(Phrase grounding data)
::::::
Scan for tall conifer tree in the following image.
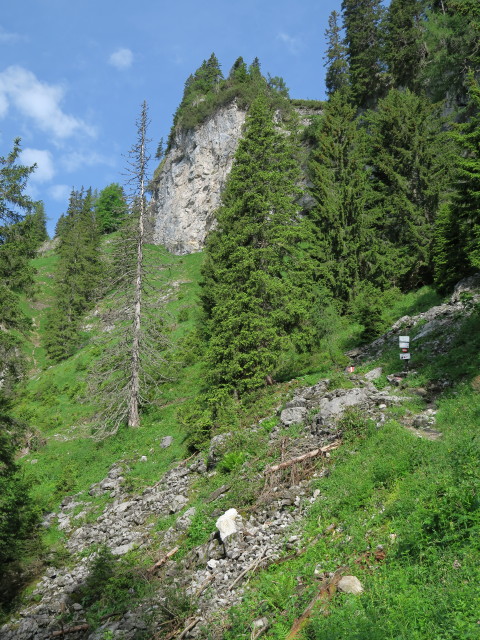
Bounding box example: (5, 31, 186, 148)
(87, 102, 172, 436)
(201, 96, 314, 397)
(45, 188, 103, 361)
(324, 11, 349, 96)
(341, 0, 387, 109)
(365, 89, 451, 289)
(434, 75, 480, 291)
(385, 0, 426, 91)
(0, 140, 38, 589)
(308, 91, 372, 305)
::::::
> _Directions for this task_: Every record above must be printed exactly, except for its images.

> _Solved problem_:
Scan for tall conifer tree in the following image.
Bounding box example: (5, 31, 186, 148)
(87, 102, 172, 436)
(201, 96, 314, 397)
(45, 188, 103, 361)
(324, 11, 349, 96)
(341, 0, 387, 109)
(365, 89, 451, 289)
(434, 75, 480, 291)
(385, 0, 426, 91)
(0, 140, 38, 589)
(308, 91, 372, 305)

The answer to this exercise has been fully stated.